WORK TASK: Output the entries that follow character for character. Leave every image out.

DATASET CONTENT:
-*-*-

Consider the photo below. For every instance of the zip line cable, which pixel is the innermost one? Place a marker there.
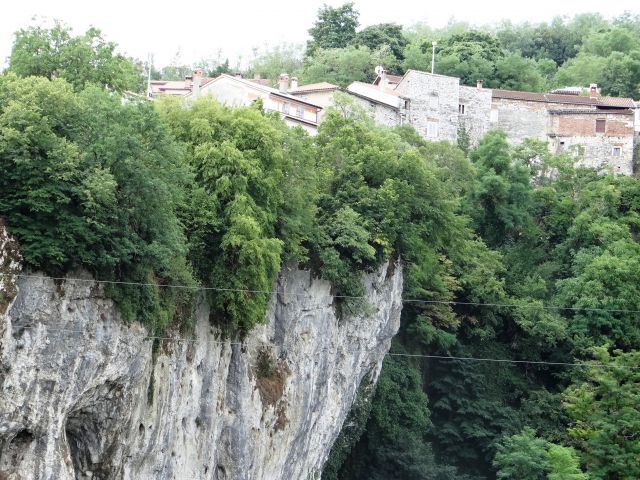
(434, 357)
(346, 297)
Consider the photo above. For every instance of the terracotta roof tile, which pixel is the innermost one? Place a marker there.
(314, 87)
(559, 98)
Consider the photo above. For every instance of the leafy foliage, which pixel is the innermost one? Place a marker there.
(334, 28)
(81, 60)
(91, 182)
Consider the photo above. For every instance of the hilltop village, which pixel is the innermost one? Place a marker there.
(600, 131)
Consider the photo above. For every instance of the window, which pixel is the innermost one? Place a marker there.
(432, 129)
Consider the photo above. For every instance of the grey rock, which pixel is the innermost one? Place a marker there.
(82, 396)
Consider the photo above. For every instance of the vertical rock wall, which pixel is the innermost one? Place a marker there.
(82, 394)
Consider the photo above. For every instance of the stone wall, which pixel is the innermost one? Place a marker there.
(380, 113)
(435, 100)
(520, 119)
(576, 131)
(477, 109)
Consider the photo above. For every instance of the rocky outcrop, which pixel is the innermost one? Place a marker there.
(84, 395)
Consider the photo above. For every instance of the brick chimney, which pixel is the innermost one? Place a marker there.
(196, 80)
(283, 82)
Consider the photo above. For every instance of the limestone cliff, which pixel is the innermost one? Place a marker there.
(83, 395)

-*-*-

RESPONSE BELOW:
Consider the photo below. For every instance of the zip line cable, which pixel is the innermost one? Place a marker there.
(434, 357)
(346, 297)
Consider the photo above. For every instance of the terracotta roof tile, which pixel is the innermost one? Place a marker there.
(314, 87)
(559, 98)
Consider the photo above. For every instance of the leafy foliage, which pixel is the innermost one? Place a marker there.
(334, 28)
(81, 60)
(91, 182)
Consider the photo above. For every instance of the hilltop village, which pixel is the innermost one? Place a marker there.
(600, 131)
Consider the photo above. For every instance of the window, which pixel is the innermost one? Place a marker there.
(432, 129)
Consider the photo above. For every instance of the grey rock, which pixel is the innermost one? Place a marker there.
(82, 396)
Consider the photo above. For every instance of the vertical rock wall, which pixel is the innermost one? Place a marker there.
(82, 394)
Consider the photo above. For every instance of the stone wall, which pixel is the innermost one? Place a marker there.
(380, 113)
(435, 100)
(520, 119)
(576, 131)
(477, 109)
Consider the photo above. For every instance of the rocky outcrop, which pixel is the innermost one? Place a marker there.
(84, 395)
Consider the photo above. For every instance of the brick chimney, which pixel is the innermost one? Place a marker there.
(196, 80)
(283, 82)
Consider the photo above. For every instance of the limestone cliff, which pixel is the innermost one? Place a marker there.
(83, 395)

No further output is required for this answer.